From the material below, pull out every line that contains the word "foot".

Source data

------------------------------

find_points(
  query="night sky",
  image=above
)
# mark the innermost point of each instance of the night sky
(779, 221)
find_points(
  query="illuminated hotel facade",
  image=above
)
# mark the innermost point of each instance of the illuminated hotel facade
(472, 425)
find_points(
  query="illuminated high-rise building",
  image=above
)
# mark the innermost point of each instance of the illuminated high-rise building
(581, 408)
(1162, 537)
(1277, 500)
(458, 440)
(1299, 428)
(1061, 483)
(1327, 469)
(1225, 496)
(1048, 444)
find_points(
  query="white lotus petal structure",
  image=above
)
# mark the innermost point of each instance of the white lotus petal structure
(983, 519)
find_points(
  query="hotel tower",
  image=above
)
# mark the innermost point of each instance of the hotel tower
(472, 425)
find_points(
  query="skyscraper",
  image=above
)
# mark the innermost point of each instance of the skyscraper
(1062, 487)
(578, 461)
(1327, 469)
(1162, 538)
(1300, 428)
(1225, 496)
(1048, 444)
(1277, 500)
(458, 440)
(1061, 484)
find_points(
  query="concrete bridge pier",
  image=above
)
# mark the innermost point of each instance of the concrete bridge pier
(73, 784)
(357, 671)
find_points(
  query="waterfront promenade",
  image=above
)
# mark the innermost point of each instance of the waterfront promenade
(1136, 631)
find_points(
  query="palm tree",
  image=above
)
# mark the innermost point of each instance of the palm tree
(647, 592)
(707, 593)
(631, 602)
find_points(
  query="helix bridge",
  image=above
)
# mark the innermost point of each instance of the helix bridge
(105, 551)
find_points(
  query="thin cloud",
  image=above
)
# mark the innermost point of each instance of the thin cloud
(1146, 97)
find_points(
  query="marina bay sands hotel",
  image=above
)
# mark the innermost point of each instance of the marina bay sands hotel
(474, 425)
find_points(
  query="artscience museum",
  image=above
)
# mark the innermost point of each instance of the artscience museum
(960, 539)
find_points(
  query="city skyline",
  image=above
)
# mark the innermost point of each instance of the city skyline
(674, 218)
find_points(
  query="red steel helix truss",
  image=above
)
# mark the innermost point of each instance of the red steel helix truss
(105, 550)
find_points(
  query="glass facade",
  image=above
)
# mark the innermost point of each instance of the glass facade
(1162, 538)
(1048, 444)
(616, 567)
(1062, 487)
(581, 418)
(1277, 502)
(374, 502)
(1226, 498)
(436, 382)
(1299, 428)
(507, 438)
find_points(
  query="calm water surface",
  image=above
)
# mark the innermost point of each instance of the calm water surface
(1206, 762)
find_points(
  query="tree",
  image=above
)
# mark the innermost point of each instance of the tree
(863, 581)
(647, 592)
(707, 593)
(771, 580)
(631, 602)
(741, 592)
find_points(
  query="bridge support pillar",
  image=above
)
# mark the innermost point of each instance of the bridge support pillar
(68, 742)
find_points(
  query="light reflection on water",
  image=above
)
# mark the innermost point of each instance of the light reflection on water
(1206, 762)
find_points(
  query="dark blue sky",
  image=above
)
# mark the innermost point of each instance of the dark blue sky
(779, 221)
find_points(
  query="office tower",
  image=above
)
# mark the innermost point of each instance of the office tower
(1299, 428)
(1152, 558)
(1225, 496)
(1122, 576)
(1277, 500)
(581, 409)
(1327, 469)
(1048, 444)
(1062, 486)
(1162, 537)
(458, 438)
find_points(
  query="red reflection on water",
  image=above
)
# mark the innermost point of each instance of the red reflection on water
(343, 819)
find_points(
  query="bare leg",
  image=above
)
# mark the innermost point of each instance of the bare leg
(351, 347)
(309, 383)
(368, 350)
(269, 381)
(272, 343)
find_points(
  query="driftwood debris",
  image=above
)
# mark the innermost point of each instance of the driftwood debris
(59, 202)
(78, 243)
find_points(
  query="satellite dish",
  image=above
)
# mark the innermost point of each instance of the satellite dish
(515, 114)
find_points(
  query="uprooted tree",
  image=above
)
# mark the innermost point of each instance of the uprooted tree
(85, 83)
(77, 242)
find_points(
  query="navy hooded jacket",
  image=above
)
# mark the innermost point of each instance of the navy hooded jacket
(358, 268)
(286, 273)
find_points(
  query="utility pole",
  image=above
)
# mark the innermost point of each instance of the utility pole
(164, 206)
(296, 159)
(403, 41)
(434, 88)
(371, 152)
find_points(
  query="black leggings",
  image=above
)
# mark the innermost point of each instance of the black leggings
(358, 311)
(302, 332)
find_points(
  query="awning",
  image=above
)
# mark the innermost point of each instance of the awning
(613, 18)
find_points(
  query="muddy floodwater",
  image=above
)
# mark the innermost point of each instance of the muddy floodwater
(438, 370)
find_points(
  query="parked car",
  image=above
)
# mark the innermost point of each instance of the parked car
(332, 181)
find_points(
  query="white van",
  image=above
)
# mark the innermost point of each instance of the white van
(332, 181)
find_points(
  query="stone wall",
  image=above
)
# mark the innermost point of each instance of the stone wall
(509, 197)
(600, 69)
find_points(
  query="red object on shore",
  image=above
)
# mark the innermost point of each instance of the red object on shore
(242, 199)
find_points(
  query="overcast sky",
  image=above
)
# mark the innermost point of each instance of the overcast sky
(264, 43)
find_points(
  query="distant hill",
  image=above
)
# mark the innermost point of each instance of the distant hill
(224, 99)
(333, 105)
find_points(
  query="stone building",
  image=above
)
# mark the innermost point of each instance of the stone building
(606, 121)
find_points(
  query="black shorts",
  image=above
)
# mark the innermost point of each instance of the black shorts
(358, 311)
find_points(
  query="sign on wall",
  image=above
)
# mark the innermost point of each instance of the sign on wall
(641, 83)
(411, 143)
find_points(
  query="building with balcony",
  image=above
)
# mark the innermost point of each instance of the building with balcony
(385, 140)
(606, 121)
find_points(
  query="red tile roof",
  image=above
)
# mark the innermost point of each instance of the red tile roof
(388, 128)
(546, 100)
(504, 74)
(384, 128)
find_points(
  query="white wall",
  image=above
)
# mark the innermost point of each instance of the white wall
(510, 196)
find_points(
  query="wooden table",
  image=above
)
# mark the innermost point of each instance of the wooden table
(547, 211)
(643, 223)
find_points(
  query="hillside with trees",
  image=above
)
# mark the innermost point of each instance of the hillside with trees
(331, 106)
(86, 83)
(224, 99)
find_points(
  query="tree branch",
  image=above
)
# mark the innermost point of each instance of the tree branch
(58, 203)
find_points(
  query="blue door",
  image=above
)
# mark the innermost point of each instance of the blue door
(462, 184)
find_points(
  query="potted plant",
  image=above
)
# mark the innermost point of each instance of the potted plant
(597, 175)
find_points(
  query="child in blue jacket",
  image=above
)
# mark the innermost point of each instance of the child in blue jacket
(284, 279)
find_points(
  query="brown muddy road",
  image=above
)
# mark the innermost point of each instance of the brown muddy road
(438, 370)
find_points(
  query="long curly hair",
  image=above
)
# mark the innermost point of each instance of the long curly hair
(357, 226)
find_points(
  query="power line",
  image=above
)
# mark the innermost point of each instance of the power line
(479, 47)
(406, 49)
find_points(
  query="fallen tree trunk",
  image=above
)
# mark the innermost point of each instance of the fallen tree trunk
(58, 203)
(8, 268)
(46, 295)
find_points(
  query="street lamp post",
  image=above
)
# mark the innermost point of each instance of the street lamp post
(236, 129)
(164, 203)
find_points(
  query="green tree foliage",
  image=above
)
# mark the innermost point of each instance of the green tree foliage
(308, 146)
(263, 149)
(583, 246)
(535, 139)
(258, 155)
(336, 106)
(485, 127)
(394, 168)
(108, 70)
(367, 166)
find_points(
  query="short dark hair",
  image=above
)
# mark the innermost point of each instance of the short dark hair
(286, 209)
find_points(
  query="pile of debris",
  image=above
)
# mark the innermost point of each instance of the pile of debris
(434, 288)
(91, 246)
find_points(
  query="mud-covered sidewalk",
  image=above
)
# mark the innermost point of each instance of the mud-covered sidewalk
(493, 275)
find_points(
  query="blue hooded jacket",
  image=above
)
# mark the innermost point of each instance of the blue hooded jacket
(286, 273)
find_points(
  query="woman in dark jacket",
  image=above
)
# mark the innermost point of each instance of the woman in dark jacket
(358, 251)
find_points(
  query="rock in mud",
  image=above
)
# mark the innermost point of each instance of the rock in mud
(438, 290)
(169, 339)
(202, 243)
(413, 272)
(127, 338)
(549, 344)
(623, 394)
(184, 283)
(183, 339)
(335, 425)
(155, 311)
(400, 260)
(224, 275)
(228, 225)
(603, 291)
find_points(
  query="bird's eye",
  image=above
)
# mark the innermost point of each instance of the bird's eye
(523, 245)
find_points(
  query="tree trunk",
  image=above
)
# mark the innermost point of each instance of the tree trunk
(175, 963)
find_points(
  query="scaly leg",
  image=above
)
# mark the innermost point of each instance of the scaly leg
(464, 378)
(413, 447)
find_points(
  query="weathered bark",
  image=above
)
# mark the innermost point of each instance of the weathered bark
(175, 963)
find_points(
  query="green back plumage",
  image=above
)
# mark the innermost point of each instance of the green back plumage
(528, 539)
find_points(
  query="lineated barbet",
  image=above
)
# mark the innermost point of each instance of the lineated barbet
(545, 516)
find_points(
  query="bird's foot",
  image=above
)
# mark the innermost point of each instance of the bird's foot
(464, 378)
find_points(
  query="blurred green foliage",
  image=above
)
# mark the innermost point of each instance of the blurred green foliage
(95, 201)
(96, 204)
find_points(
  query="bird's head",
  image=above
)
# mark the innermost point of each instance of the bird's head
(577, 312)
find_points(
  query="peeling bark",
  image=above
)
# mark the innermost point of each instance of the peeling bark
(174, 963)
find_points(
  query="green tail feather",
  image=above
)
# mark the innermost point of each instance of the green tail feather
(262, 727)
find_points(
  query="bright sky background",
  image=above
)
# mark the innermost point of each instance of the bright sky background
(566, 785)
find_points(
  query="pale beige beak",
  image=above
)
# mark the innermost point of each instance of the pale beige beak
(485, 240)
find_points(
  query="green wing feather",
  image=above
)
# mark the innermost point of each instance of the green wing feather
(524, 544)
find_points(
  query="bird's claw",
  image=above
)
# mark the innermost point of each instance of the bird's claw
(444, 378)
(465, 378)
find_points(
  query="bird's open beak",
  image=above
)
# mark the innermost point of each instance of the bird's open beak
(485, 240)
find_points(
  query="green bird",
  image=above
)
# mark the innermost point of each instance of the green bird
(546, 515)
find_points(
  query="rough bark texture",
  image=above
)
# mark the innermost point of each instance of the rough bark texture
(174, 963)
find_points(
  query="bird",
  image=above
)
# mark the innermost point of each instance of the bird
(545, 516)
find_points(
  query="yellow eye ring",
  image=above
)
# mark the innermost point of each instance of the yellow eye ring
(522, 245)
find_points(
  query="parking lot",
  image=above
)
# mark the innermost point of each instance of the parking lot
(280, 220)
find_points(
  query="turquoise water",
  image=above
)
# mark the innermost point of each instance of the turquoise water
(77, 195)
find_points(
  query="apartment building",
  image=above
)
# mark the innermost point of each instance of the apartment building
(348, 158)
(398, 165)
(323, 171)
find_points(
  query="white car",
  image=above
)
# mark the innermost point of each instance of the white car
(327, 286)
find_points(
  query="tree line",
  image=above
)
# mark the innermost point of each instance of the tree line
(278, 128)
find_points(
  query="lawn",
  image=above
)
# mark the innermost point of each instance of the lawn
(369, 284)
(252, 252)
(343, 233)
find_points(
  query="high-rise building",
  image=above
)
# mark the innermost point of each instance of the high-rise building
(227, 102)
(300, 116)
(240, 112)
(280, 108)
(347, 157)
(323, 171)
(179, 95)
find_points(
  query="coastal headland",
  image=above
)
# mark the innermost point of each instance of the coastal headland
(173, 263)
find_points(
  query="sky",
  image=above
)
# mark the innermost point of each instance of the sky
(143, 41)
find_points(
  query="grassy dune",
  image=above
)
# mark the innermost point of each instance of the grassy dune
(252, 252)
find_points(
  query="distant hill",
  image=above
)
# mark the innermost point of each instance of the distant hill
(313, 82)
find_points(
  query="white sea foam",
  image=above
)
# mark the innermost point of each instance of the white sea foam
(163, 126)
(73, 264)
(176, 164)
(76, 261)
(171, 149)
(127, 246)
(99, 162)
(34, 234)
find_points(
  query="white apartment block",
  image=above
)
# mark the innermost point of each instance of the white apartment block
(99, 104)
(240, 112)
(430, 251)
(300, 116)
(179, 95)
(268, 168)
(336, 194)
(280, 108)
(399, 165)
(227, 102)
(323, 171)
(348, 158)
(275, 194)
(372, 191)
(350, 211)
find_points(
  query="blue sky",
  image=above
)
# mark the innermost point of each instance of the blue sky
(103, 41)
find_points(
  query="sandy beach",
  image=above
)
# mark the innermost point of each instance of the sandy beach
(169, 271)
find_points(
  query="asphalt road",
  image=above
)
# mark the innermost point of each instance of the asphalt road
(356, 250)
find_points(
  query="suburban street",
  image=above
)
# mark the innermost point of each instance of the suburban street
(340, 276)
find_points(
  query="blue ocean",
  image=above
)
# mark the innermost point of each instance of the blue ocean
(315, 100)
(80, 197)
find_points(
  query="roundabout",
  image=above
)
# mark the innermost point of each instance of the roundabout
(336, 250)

------------------------------

**COMPLETED EXERCISE:**
  query="bird's foot",
# mark the innermost point of each instance of the bird's foot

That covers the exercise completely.